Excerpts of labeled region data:
────────

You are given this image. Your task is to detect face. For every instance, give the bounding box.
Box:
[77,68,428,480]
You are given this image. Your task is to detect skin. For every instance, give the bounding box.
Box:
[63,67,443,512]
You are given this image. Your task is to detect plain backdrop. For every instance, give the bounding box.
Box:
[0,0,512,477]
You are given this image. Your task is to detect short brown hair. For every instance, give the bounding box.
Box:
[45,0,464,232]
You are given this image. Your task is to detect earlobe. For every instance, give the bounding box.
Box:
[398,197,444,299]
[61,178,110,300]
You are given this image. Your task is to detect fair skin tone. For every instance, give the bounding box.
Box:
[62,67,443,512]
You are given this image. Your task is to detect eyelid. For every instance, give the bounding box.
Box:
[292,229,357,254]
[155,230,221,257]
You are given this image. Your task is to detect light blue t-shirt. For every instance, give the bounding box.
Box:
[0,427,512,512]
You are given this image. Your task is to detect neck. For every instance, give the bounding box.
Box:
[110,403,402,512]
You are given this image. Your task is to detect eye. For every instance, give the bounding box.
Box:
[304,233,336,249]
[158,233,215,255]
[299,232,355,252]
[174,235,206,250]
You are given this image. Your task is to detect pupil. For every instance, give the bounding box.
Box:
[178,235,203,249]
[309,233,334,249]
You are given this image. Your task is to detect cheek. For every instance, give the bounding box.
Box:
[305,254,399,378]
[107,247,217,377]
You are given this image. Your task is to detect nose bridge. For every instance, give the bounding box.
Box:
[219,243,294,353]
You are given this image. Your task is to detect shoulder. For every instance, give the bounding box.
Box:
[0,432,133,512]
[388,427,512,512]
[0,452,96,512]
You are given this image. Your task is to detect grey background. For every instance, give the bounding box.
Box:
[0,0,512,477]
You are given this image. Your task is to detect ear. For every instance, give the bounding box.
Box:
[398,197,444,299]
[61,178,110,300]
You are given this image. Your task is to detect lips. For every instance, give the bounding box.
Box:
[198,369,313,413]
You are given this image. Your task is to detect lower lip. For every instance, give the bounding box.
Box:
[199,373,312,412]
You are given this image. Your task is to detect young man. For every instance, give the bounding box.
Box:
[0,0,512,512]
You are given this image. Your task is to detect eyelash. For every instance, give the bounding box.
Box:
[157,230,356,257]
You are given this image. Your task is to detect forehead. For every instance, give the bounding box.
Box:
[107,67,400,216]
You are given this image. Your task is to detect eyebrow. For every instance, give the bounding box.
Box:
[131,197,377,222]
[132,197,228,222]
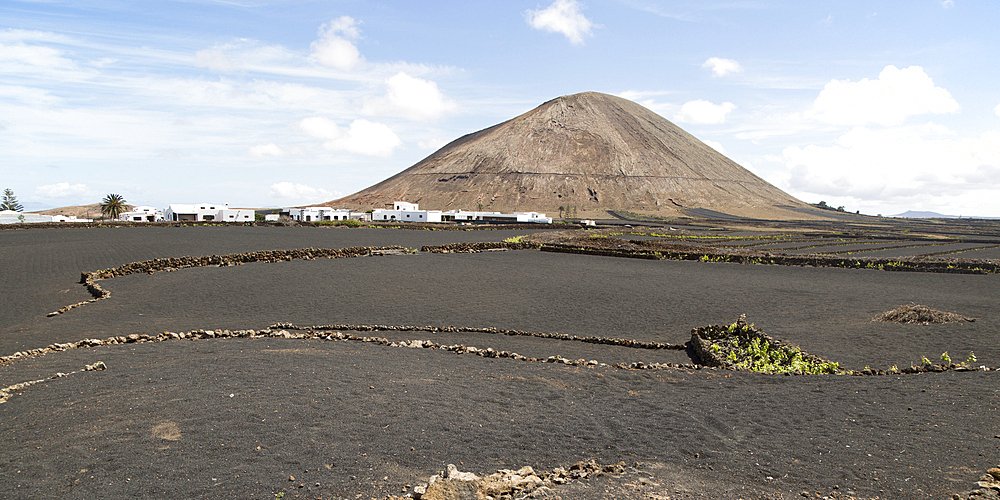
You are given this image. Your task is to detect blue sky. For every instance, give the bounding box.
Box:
[0,0,1000,216]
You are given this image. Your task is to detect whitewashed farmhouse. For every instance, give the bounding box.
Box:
[279,207,351,222]
[163,203,257,222]
[371,201,552,224]
[118,205,164,222]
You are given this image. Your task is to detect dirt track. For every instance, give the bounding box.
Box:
[0,228,1000,498]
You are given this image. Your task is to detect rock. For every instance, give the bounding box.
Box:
[444,464,479,481]
[420,473,483,500]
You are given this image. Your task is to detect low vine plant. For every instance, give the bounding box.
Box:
[692,315,843,374]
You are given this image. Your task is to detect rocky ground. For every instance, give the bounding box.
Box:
[0,227,1000,499]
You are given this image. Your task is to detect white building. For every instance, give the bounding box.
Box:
[163,203,257,222]
[279,207,351,222]
[371,201,443,222]
[371,201,552,224]
[443,210,552,224]
[118,205,164,222]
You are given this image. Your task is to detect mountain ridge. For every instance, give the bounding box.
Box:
[331,92,806,218]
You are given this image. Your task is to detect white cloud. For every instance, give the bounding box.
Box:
[674,99,736,125]
[812,65,959,126]
[35,182,90,198]
[701,57,743,76]
[781,123,1000,215]
[524,0,595,45]
[0,85,62,105]
[362,71,458,121]
[417,138,449,151]
[268,182,339,203]
[0,43,76,71]
[247,142,304,158]
[310,16,365,71]
[299,117,403,158]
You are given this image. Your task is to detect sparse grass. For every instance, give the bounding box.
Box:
[709,320,841,374]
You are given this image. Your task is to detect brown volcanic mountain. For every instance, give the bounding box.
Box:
[331,92,806,218]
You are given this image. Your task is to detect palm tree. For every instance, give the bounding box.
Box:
[101,194,132,220]
[0,188,24,212]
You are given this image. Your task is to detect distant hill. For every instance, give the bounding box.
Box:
[329,92,810,219]
[890,210,958,219]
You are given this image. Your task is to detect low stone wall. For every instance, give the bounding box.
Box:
[48,246,405,317]
[420,241,541,253]
[539,243,1000,274]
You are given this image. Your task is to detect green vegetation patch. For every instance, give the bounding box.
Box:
[691,315,843,374]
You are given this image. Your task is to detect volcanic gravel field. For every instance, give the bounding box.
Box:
[0,227,1000,499]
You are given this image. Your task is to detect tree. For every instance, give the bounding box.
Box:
[0,188,24,212]
[101,194,132,220]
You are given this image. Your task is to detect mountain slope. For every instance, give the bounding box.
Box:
[331,92,803,218]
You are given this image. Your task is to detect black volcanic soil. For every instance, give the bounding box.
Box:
[0,227,1000,499]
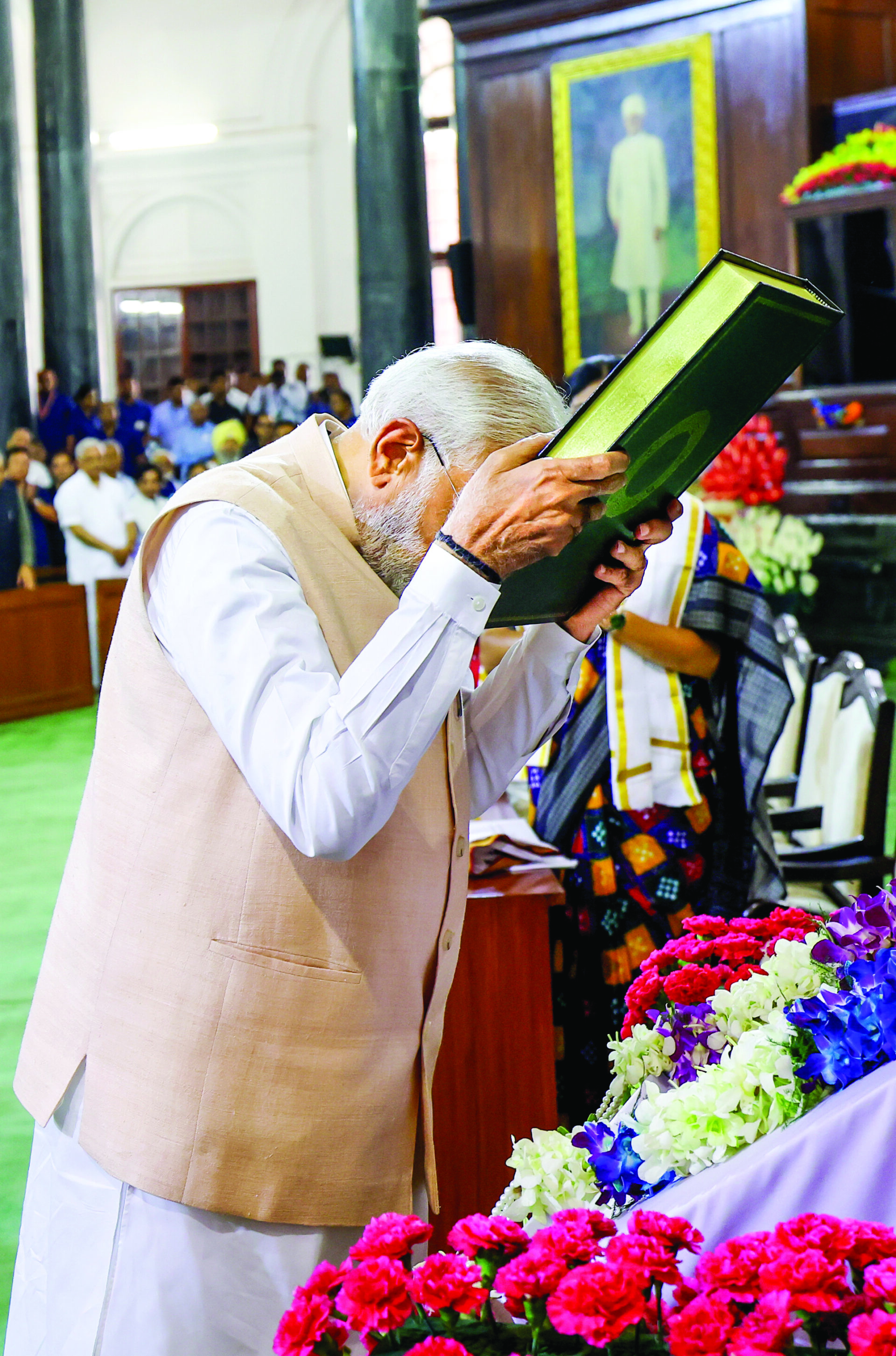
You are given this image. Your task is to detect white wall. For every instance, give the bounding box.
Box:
[14,0,358,393]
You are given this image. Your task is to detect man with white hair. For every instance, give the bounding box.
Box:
[7,343,670,1356]
[607,94,668,339]
[53,438,137,687]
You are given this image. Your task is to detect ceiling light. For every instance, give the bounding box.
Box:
[108,122,218,151]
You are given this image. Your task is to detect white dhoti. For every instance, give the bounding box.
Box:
[6,1069,427,1356]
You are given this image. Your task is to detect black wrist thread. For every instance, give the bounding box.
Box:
[435,529,502,584]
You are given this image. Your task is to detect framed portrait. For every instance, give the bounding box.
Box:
[550,34,718,371]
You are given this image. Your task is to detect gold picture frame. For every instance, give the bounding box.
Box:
[550,34,718,371]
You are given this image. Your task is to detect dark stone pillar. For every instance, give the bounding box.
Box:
[34,0,99,395]
[0,0,31,433]
[351,0,433,386]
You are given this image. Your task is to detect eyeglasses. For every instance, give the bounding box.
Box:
[420,428,461,499]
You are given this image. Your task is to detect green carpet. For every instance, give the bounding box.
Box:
[0,706,96,1330]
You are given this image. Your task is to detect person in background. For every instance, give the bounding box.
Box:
[115,373,152,477]
[211,419,247,465]
[65,381,106,452]
[54,438,137,687]
[171,400,213,480]
[26,450,75,570]
[129,467,168,549]
[38,368,75,457]
[149,377,192,450]
[529,370,791,1124]
[329,388,357,428]
[243,415,277,457]
[0,447,36,588]
[201,369,241,425]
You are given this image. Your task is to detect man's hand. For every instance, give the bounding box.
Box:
[561,499,683,642]
[445,434,626,577]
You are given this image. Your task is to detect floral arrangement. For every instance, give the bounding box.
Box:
[700,415,788,504]
[727,507,824,598]
[781,122,896,203]
[274,1209,896,1356]
[495,881,896,1231]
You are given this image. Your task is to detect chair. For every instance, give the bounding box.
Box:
[771,651,895,913]
[764,613,818,796]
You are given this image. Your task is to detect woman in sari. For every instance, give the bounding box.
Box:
[529,363,791,1124]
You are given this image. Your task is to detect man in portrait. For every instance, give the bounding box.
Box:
[607,94,668,340]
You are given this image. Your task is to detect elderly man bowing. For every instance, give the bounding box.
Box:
[7,343,670,1356]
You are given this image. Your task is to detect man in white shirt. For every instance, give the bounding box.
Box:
[7,343,670,1356]
[54,438,137,687]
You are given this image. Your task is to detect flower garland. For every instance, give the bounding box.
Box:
[495,881,896,1227]
[781,122,896,203]
[274,1209,896,1356]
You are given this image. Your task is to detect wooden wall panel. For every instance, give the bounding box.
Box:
[0,584,95,720]
[441,0,813,380]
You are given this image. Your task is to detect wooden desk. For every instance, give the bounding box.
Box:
[0,584,95,720]
[430,871,564,1251]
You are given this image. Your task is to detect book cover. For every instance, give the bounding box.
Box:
[490,250,843,627]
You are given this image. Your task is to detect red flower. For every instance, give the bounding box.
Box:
[448,1215,529,1257]
[843,1219,896,1271]
[349,1211,433,1262]
[729,1290,800,1356]
[274,1293,340,1356]
[774,1212,853,1258]
[408,1253,488,1314]
[336,1253,419,1333]
[547,1262,647,1347]
[694,1233,773,1303]
[302,1261,351,1295]
[862,1257,896,1305]
[495,1249,568,1318]
[668,1295,735,1356]
[406,1337,469,1356]
[532,1209,616,1266]
[606,1234,682,1286]
[759,1248,848,1314]
[629,1209,704,1253]
[848,1308,896,1356]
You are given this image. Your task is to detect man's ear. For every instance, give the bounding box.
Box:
[370,419,426,489]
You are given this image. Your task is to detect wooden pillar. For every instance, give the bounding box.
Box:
[351,0,433,386]
[34,0,99,395]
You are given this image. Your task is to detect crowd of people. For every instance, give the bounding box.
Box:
[0,359,355,681]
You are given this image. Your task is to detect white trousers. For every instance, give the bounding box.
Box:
[6,1066,427,1356]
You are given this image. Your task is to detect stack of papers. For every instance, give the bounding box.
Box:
[470,796,576,877]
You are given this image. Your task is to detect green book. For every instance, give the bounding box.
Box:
[490,250,843,627]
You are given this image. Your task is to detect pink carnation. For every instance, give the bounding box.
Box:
[349,1211,433,1262]
[495,1250,568,1318]
[303,1261,351,1295]
[274,1293,349,1356]
[759,1248,848,1314]
[729,1290,800,1356]
[406,1337,469,1356]
[629,1209,704,1253]
[848,1308,896,1356]
[547,1262,647,1347]
[336,1257,413,1333]
[862,1257,896,1305]
[448,1215,529,1258]
[408,1253,488,1314]
[668,1295,735,1356]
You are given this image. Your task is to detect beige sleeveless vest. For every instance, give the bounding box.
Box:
[15,419,469,1226]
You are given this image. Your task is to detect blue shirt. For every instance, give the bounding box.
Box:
[171,420,214,475]
[115,400,152,476]
[68,403,106,453]
[38,391,80,461]
[149,400,190,450]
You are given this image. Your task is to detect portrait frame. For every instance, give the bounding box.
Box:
[550,33,720,371]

────────

● To be done
Please quote the rows from the very first line through the line containing "[110,403,402,512]", including that line, with every character unchanged.

● Finished exercise
You are given this image. Your task is to detect face. For every instance, give the bounding box.
Box:
[77,68,428,480]
You are given this image. Your task is to detect skin. For every instance, give the bounding box.
Box:
[63,67,443,512]
You are given this image. Your task is to detect plain backdrop. For every instance, give the bounding box.
Box:
[0,0,512,477]
You are given this image. Your task is to detect short brown hair. For every instance, give the bounding box.
Box:
[45,0,464,232]
You are given this image. Your task is to detect earlobe. For every instance, give the bounding box.
Box:
[398,197,444,299]
[61,178,110,300]
You are given this image. Your task is to detect fair skin tone. For every instance, give the bounding box.
Box:
[62,67,443,512]
You are given this image. Your task is to detect eyelid. For every instance, give the bounding box.
Box:
[292,229,357,254]
[155,230,221,257]
You are given this image. Your task is to detect light blue t-shirt. For every instance, give the bounding box.
Box:
[0,427,512,512]
You are given this image. Your task is to detect neck. For every instance, give the bounding box.
Box:
[110,403,402,512]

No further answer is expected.